-- BEGIN Data for processing --

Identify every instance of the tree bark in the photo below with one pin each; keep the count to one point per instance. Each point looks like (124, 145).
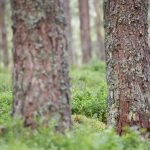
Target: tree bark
(40, 73)
(85, 30)
(128, 63)
(99, 37)
(68, 30)
(3, 39)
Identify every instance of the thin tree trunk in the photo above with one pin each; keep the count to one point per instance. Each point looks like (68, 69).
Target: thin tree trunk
(68, 30)
(40, 73)
(128, 64)
(85, 30)
(3, 39)
(99, 37)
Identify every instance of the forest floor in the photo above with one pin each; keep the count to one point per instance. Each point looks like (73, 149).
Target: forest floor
(88, 103)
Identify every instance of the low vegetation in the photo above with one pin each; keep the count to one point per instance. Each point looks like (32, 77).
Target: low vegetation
(88, 88)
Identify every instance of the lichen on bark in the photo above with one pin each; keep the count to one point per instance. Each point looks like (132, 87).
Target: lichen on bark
(40, 74)
(128, 63)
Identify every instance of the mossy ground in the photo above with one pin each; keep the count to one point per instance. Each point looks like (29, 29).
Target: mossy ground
(88, 88)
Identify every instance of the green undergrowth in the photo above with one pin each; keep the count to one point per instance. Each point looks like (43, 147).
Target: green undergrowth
(88, 132)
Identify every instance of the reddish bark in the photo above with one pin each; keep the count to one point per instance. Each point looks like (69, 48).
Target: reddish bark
(40, 73)
(85, 30)
(128, 64)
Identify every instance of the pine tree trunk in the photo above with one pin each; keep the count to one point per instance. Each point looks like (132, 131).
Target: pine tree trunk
(99, 37)
(3, 39)
(40, 73)
(68, 30)
(128, 63)
(85, 30)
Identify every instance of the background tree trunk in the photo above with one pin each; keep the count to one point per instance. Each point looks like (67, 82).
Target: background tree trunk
(68, 30)
(85, 30)
(128, 63)
(3, 40)
(99, 37)
(40, 73)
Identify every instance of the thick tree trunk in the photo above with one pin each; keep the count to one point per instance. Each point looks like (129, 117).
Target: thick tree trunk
(85, 30)
(3, 39)
(68, 30)
(128, 63)
(99, 37)
(40, 73)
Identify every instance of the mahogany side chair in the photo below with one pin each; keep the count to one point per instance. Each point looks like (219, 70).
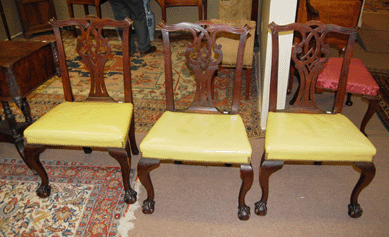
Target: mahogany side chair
(97, 122)
(230, 13)
(304, 133)
(200, 134)
(360, 81)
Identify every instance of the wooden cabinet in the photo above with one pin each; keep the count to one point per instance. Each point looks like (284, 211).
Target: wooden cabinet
(35, 15)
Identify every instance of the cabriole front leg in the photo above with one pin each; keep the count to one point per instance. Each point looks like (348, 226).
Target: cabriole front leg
(367, 175)
(267, 168)
(31, 155)
(247, 176)
(144, 168)
(123, 156)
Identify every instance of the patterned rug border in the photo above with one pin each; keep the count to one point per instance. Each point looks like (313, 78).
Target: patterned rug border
(146, 111)
(103, 210)
(383, 109)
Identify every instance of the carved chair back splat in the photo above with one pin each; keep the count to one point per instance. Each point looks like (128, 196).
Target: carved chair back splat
(92, 122)
(304, 133)
(200, 134)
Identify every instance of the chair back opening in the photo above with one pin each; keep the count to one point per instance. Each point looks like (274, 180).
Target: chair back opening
(95, 51)
(203, 57)
(309, 56)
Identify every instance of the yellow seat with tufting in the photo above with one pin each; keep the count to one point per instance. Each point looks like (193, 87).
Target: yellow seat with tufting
(199, 134)
(216, 138)
(321, 137)
(304, 132)
(86, 124)
(99, 121)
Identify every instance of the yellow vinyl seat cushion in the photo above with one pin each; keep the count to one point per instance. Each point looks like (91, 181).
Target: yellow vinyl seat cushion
(87, 124)
(315, 137)
(217, 138)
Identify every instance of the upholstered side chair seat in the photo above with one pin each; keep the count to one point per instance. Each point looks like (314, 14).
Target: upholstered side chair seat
(87, 124)
(215, 138)
(321, 137)
(360, 80)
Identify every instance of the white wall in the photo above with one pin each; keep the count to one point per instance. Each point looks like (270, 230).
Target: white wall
(281, 12)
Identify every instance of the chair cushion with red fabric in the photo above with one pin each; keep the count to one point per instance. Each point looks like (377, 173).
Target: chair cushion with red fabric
(360, 81)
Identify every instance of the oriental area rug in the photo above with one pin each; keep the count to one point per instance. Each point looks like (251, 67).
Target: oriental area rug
(148, 79)
(85, 200)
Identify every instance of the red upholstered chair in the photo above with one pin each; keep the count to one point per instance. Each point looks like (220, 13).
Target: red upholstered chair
(360, 81)
(304, 133)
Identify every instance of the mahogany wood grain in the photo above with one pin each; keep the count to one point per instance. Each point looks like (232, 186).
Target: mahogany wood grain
(94, 51)
(203, 56)
(309, 56)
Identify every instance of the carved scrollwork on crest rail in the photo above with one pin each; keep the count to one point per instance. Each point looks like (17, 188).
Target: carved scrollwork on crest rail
(203, 56)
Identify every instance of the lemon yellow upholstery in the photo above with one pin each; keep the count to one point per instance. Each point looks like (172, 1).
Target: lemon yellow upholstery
(88, 124)
(230, 43)
(315, 137)
(216, 138)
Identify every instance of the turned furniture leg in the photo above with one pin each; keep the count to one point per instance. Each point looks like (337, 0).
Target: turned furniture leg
(16, 134)
(367, 175)
(290, 81)
(248, 82)
(134, 148)
(123, 156)
(373, 106)
(31, 154)
(205, 3)
(267, 168)
(348, 100)
(87, 150)
(144, 168)
(247, 176)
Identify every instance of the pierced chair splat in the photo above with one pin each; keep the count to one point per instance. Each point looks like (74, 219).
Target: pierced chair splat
(199, 134)
(98, 121)
(304, 133)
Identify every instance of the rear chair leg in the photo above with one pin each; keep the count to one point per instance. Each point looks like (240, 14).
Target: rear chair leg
(367, 175)
(247, 175)
(267, 169)
(123, 156)
(31, 155)
(144, 168)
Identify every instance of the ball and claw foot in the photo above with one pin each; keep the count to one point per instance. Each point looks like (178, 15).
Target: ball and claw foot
(130, 196)
(43, 191)
(148, 207)
(260, 208)
(243, 213)
(355, 211)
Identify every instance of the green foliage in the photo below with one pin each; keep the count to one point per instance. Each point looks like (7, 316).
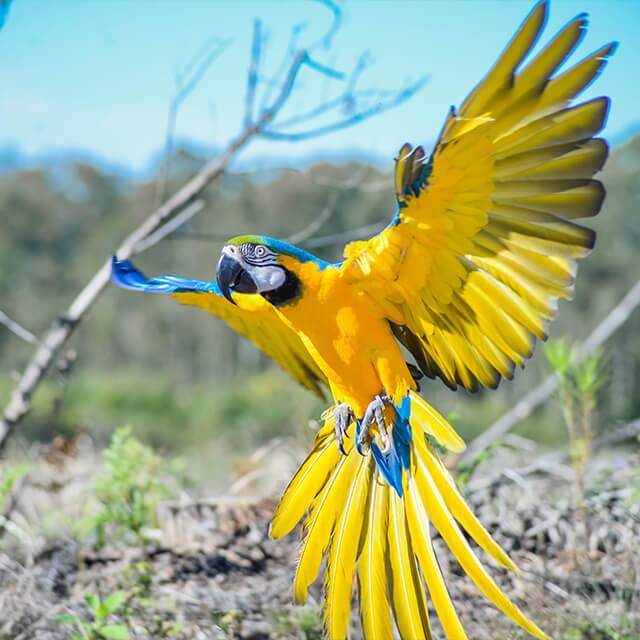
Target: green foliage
(227, 621)
(579, 384)
(466, 469)
(8, 479)
(100, 611)
(128, 491)
(601, 631)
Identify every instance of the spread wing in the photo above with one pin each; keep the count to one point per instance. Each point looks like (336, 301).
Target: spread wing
(253, 317)
(484, 241)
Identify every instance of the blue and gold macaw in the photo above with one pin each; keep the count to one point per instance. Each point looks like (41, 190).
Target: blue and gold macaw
(483, 244)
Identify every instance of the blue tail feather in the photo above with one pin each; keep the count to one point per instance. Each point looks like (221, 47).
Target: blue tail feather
(126, 275)
(392, 463)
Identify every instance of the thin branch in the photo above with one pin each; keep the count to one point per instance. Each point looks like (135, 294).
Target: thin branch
(523, 409)
(17, 329)
(155, 228)
(186, 82)
(327, 40)
(175, 223)
(382, 106)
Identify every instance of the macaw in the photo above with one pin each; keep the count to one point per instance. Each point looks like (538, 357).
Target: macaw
(465, 276)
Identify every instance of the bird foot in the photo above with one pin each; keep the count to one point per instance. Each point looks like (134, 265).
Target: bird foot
(343, 416)
(374, 415)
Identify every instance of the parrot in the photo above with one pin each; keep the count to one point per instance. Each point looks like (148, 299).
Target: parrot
(465, 279)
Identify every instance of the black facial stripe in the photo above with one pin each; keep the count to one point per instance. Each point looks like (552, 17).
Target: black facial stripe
(257, 255)
(265, 261)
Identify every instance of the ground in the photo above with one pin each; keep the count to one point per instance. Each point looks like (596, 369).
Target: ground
(211, 571)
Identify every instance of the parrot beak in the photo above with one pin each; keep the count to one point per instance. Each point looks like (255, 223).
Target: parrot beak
(231, 276)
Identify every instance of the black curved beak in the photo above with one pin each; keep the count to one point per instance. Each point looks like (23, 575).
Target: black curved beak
(232, 277)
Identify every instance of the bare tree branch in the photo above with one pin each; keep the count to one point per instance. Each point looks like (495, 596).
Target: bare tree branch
(523, 409)
(17, 329)
(175, 223)
(186, 81)
(154, 228)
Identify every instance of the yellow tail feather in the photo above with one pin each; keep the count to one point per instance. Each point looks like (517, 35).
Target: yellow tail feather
(365, 527)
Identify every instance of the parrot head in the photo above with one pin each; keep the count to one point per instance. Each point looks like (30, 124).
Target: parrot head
(253, 264)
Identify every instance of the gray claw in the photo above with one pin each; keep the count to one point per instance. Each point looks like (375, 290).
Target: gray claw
(343, 416)
(375, 412)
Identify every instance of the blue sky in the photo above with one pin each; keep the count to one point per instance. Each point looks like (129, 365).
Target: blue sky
(98, 75)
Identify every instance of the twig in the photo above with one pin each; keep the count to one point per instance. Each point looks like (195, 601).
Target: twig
(175, 223)
(17, 329)
(523, 409)
(63, 327)
(186, 82)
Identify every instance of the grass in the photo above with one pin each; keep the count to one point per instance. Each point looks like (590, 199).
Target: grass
(246, 411)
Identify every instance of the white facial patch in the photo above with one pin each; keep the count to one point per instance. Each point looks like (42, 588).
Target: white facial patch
(266, 278)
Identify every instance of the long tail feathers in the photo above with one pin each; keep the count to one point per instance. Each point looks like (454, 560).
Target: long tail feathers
(367, 529)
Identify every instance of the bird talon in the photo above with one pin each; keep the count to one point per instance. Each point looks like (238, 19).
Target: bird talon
(343, 416)
(374, 413)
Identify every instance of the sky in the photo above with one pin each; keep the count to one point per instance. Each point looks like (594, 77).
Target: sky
(97, 76)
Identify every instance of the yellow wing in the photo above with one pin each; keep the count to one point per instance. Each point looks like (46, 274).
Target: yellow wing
(484, 241)
(252, 317)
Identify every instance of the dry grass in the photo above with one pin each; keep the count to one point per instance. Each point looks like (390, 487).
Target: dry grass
(212, 572)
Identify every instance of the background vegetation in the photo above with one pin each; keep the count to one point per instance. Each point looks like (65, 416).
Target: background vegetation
(180, 377)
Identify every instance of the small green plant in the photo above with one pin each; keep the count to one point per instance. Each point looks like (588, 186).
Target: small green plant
(578, 386)
(128, 491)
(300, 622)
(99, 626)
(8, 480)
(227, 621)
(600, 631)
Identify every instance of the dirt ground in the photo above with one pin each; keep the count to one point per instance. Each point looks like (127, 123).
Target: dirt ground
(214, 572)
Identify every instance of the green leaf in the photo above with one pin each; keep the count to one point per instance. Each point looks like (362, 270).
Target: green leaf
(114, 601)
(114, 632)
(93, 601)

-- END Data for processing --

**Exercise details**
Give the lines from the one containing "Identify every instance of the background vegetation" through the end of the entries again, exactly as written and with no other lines.

**Reply**
Identify every instance of the background vegetation in the photo above with one pin each; keep the count to one point per instance. Each point looks like (65, 416).
Target: background vegetation
(180, 377)
Identify every instance of the small green plant in the photo above with one pin each; keep the count to one point per instance. Each point looks like (588, 186).
Target: small green plant
(578, 386)
(128, 491)
(300, 622)
(99, 626)
(8, 480)
(227, 621)
(600, 631)
Identify every instance of the dirt ground in the photo above with one pin each; keep the count to one point per instance. Each point looks like (127, 123).
Target: dirt ground
(214, 572)
Identify every instance of the green leaf in the photo above with one pin each; keep the count to one point per instance. Each point looks like (362, 270).
Target: green leaf
(114, 601)
(114, 632)
(93, 601)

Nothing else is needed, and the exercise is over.